INSTRUCTIONS:
**a)** In the commentary on the draft national energy policy, condense the paragraph that opens "My own sense is that" into a short list of its main points.
**b)** Extend the commentary on the draft national energy policy by writing a paragraph that follows on from its last sentence.

== QUOTED TEXT

August 7, 2017 1:16:01 am
Arvind Panagariya did not list the “draft national energy policy”, prepared by the Niti Aayog and circulated for comment on June 27, as one of the important achievements of his tenure as Deputy Chairman in the various interviews that I read, on the day he announced his resignation. Perhaps, because the document is still in draft form; perhaps, he did not have a major hand in its preparation. Whatever the reason, I am sure he will wonder whether, once finalised, this document will indeed catalyse change or suffer the same dusty fate that befell an earlier effort to develop an integrated energy policy by the erstwhile Planning Commission.
My own sense is that if the final version is little different from the draft that has been circulated, it will soon be shifted to the archives. For, while like so many other reports, it encapsulates well the problems and the solutions, it ducks the modus operandi for implementation. It does not define roles, responsibilities and accountabilities. It does not provide a timeline for delivery and there is no discussion on financing.

====
== RECORDED DATA

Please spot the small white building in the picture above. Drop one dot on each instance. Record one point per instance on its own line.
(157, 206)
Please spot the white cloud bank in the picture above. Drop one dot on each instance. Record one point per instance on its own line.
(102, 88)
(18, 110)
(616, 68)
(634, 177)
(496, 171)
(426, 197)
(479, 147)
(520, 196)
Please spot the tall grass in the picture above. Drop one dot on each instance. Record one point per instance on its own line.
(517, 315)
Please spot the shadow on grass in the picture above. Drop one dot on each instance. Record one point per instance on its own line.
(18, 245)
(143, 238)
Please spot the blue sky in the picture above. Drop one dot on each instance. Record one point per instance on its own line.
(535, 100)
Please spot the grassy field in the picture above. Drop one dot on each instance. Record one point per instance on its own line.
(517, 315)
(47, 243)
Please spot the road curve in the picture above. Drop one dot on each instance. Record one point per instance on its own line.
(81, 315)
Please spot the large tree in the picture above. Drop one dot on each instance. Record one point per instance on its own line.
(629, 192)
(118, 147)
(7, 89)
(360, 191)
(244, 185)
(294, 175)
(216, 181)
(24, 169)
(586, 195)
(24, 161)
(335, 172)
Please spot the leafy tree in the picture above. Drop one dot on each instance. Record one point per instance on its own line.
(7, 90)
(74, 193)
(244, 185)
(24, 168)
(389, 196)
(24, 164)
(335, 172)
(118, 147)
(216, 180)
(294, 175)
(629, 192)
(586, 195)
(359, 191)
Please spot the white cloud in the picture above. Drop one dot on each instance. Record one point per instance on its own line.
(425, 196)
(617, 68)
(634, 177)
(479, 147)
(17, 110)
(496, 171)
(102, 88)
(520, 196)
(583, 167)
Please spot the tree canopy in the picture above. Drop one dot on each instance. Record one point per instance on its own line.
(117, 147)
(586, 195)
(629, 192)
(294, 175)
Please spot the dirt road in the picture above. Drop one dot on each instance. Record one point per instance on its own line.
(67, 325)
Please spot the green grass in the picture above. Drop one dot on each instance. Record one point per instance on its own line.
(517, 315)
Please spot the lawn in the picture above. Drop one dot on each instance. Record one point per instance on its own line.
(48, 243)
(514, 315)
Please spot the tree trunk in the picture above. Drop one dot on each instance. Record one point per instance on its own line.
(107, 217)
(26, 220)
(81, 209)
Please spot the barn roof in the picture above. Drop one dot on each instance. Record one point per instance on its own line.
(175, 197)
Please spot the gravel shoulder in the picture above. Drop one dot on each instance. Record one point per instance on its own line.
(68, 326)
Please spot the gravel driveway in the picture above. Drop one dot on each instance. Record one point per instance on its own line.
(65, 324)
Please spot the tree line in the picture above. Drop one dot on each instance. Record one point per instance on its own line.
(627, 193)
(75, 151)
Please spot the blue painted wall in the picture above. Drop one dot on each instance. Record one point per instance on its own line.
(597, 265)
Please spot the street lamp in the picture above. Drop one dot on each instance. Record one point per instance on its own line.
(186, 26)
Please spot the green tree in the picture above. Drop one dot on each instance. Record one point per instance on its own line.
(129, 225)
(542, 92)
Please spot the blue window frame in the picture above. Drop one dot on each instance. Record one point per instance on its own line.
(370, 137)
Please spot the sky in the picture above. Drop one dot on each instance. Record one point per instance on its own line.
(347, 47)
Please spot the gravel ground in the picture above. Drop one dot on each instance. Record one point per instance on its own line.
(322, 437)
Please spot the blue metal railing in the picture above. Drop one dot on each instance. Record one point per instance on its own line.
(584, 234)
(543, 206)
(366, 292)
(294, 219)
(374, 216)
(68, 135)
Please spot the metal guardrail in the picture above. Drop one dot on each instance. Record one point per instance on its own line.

====

ANSWERS BELOW:
**a)**
- If the final version barely differs from the circulated draft, it will soon end up in the archives.
- Like many other reports, it captures the problems and the solutions well.
- It avoids saying how implementation will work.
- It does not define roles, responsibilities or accountabilities.
- It gives no timeline for delivery.
- It has no discussion of financing.

**b)**
The authors might argue that their purpose was to define the issues, elucidate the preferred vision and recommend the policy required to realise this vision. It is now for the executive to put actionable flesh around these recommendations. If, indeed, this is their argument, then I would retort that our “energy problem” is existential in severity; that we do not have the luxury to define now and act later and that if, as the government’s think tank, Niti Aayog wishes to make a difference, it should extend its mandate unilaterally and map each of its policy recommendations against existing institutions of governance, and where there are mismatches or misalignment, offer suggestions for plugging the institutional lacunae.
The recommendations in the draft report are not new. They have been made before. This does not mean the report contains nothing or little of value or interest. On the contrary, it is good that one more government document has emphasised the importance of pegging India’s energy policy on the following three essential verities.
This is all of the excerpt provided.